*What you should do*. Return the listing below verbatim. Pictures do not belong in the copy.

*Excerpted records*.
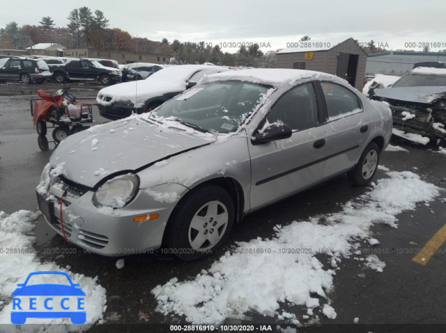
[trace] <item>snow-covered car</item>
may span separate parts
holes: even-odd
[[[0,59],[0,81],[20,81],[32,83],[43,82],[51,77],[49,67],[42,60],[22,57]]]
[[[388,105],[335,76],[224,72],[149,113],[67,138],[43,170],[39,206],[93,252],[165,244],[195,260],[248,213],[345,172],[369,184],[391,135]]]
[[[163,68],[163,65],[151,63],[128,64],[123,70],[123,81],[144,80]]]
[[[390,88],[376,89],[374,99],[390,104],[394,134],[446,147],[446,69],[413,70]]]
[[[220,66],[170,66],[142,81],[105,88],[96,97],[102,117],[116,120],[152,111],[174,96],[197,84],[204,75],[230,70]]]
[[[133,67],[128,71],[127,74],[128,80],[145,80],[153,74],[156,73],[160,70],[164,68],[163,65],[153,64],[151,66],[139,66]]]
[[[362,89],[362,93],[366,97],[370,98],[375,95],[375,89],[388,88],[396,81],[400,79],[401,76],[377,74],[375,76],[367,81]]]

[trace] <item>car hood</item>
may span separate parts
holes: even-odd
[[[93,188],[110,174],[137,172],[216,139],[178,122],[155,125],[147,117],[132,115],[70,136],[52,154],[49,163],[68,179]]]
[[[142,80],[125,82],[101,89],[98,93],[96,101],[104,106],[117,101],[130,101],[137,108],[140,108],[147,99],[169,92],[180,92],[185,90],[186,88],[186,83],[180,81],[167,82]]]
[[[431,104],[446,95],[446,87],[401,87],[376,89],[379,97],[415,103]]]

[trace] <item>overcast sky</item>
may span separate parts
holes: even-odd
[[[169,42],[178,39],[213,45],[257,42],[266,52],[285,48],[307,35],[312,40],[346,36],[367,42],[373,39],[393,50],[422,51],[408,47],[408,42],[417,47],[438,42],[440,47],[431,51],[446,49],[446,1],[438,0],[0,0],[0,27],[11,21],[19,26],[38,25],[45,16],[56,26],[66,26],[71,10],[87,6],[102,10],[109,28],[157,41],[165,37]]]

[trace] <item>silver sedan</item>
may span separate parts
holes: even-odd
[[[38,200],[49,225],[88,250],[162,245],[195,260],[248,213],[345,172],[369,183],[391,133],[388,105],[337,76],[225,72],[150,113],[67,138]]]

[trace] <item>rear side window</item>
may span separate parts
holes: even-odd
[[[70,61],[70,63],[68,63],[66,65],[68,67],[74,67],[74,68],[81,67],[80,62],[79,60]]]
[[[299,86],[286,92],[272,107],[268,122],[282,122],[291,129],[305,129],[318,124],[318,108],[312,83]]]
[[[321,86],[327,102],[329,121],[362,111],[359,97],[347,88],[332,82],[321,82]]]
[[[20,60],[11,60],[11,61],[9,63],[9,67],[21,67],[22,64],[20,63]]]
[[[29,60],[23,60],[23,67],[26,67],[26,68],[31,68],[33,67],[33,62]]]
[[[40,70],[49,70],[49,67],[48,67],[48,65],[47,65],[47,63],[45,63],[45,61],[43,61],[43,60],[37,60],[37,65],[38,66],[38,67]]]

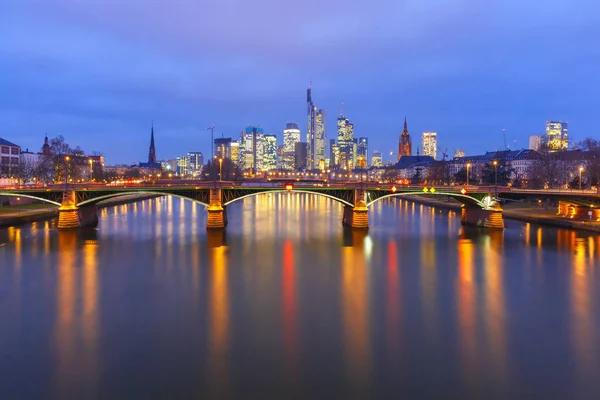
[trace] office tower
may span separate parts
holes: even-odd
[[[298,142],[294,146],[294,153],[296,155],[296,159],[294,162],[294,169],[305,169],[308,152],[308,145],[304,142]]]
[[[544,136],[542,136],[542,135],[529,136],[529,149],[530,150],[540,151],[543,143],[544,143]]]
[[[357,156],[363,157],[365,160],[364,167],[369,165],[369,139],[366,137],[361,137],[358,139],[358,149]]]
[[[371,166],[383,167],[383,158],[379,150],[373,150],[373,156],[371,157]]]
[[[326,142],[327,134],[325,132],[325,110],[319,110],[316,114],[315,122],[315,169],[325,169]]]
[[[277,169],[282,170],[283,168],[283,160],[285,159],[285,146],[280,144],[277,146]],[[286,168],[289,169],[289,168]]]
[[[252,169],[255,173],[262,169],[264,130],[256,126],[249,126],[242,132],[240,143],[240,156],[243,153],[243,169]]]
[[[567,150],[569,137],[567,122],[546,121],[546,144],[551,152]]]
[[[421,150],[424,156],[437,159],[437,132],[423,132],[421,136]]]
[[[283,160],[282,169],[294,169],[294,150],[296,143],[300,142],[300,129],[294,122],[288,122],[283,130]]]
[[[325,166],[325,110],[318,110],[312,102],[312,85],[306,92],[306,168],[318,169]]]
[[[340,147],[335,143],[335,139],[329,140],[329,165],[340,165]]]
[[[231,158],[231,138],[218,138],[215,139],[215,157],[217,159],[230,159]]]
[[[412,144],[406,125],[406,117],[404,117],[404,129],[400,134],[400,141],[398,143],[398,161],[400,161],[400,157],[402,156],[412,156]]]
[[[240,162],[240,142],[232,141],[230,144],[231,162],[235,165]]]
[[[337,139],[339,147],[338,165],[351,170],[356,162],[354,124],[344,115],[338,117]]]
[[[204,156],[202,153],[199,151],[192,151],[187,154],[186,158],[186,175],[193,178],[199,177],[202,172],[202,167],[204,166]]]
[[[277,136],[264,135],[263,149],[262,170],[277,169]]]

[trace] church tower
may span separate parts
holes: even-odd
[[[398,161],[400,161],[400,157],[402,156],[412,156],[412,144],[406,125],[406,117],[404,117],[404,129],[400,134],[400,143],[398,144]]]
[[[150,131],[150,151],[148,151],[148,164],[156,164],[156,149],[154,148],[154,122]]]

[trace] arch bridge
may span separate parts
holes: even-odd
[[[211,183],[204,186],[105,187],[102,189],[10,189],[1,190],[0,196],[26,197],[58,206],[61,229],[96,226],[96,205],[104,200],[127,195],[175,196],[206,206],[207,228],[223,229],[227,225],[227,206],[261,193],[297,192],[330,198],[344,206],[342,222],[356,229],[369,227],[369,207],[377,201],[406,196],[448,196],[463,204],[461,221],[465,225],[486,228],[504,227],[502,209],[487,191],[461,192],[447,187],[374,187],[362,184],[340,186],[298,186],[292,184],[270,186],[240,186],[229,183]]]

*Result of this task*.
[trace] <item>snow-covered car</item>
may span separate parts
holes: even-odd
[[[0,59],[0,81],[20,81],[32,83],[43,82],[51,77],[49,67],[42,60],[22,57]]]
[[[388,105],[335,76],[224,72],[149,113],[67,138],[43,170],[39,206],[93,252],[165,244],[195,260],[248,213],[345,172],[369,184],[391,135]]]
[[[163,68],[163,65],[151,63],[128,64],[123,70],[123,81],[144,80]]]
[[[390,88],[376,89],[374,99],[390,104],[394,134],[446,147],[446,69],[413,70]]]
[[[220,66],[170,66],[142,81],[105,88],[96,97],[102,117],[116,120],[152,111],[174,96],[197,84],[204,75],[230,70]]]
[[[133,67],[128,71],[127,74],[128,80],[145,80],[153,74],[156,73],[160,70],[164,68],[163,65],[153,64],[151,66],[139,66]]]
[[[362,89],[362,93],[366,97],[370,98],[375,95],[375,89],[388,88],[396,81],[400,79],[401,76],[377,74],[375,76],[367,81]]]

[trace] <item>car hood</item>
may span separate parts
holes: even-odd
[[[93,188],[110,174],[137,172],[216,139],[178,122],[155,125],[147,117],[132,115],[70,136],[52,154],[49,163],[68,179]]]
[[[142,80],[125,82],[101,89],[98,93],[96,101],[104,106],[117,101],[130,101],[137,108],[140,108],[147,99],[169,92],[180,92],[185,90],[186,88],[186,83],[180,81],[167,82]]]
[[[431,104],[446,95],[446,87],[401,87],[376,89],[379,97],[415,103]]]

[trace] <item>overcast sky</item>
may span separate parts
holes: even-odd
[[[169,42],[178,39],[213,45],[257,42],[266,52],[285,48],[307,35],[312,40],[346,36],[367,42],[373,39],[393,50],[422,51],[408,47],[408,42],[417,47],[438,42],[440,47],[431,51],[446,49],[446,1],[438,0],[0,0],[0,27],[11,21],[19,26],[38,25],[45,16],[56,26],[66,26],[71,10],[87,6],[102,10],[109,28],[157,41],[165,37]]]

[trace] <item>silver sedan</item>
may span separate parts
holes: even-odd
[[[38,200],[49,225],[88,250],[162,245],[195,260],[248,213],[345,172],[369,183],[391,133],[388,105],[337,76],[225,72],[150,113],[67,138]]]

[trace] <item>rear side window</item>
may span separate parts
holes: even-odd
[[[70,61],[70,63],[68,63],[66,65],[68,67],[74,67],[74,68],[81,67],[80,62],[79,60]]]
[[[299,86],[286,92],[272,107],[268,122],[282,122],[291,129],[305,129],[318,124],[318,108],[312,83]]]
[[[321,86],[327,102],[329,121],[362,111],[359,97],[347,88],[332,82],[321,82]]]
[[[20,60],[11,60],[11,61],[9,63],[9,67],[21,67],[22,64],[20,63]]]
[[[29,60],[23,60],[23,67],[26,67],[26,68],[31,68],[33,67],[33,62]]]
[[[40,70],[49,70],[49,67],[48,67],[48,65],[47,65],[47,63],[45,63],[45,61],[43,61],[43,60],[37,60],[37,65],[38,66],[38,67]]]

[trace] office tower
may span separate parts
holes: even-odd
[[[298,142],[294,146],[294,153],[296,155],[296,159],[294,162],[294,169],[305,169],[308,152],[308,145],[304,142]]]
[[[544,136],[542,136],[542,135],[529,136],[529,149],[530,150],[540,151],[543,143],[544,143]]]
[[[357,156],[363,157],[365,160],[364,167],[369,165],[369,139],[366,137],[361,137],[358,139],[358,149]]]
[[[371,166],[383,167],[383,158],[379,150],[373,150],[373,156],[371,157]]]
[[[326,142],[327,134],[325,132],[325,110],[319,110],[316,114],[315,122],[315,169],[325,169]]]
[[[277,169],[282,170],[283,168],[283,160],[285,159],[285,146],[280,144],[277,146]],[[286,168],[289,169],[289,168]]]
[[[252,169],[255,173],[262,169],[264,130],[256,126],[249,126],[242,132],[240,143],[240,156],[243,153],[243,169]]]
[[[567,150],[569,137],[567,122],[546,121],[546,144],[551,152]]]
[[[421,150],[424,156],[437,159],[437,132],[423,132],[421,136]]]
[[[283,160],[282,169],[294,169],[294,150],[296,143],[300,142],[300,129],[294,122],[288,122],[283,130]]]
[[[325,166],[325,110],[318,110],[312,102],[312,85],[306,92],[306,168],[318,169]]]
[[[340,147],[335,143],[335,139],[329,140],[329,165],[340,165]]]
[[[231,158],[231,138],[218,138],[215,139],[215,157],[217,159],[230,159]]]
[[[412,144],[406,125],[406,117],[404,117],[404,129],[400,134],[400,141],[398,143],[398,161],[400,161],[400,157],[402,156],[412,156]]]
[[[240,162],[240,142],[232,141],[230,144],[231,162],[235,165]]]
[[[337,139],[339,147],[338,165],[351,170],[356,162],[354,124],[344,115],[338,117]]]
[[[204,156],[202,153],[199,151],[192,151],[187,154],[186,158],[186,175],[193,178],[199,177],[202,172],[202,167],[204,166]]]
[[[277,136],[264,135],[263,149],[262,170],[277,169]]]

[trace] church tower
may span separate parts
holes: even-odd
[[[398,161],[400,161],[400,157],[402,156],[412,156],[412,144],[406,125],[406,117],[404,117],[404,129],[400,134],[400,143],[398,144]]]
[[[150,131],[150,151],[148,151],[148,164],[156,164],[156,149],[154,148],[154,122]]]

[trace] arch bridge
may span separate parts
holes: even-odd
[[[211,183],[204,186],[105,187],[102,189],[10,189],[1,190],[0,196],[26,197],[58,206],[61,229],[96,226],[96,205],[104,200],[127,195],[175,196],[206,206],[207,228],[223,229],[227,225],[227,206],[261,193],[297,192],[330,198],[344,206],[342,222],[356,229],[369,227],[369,207],[377,201],[406,196],[448,196],[463,204],[461,221],[465,225],[486,228],[504,227],[502,209],[487,191],[461,192],[447,187],[374,187],[362,184],[340,186],[298,186],[292,184],[270,186],[240,186],[229,183]]]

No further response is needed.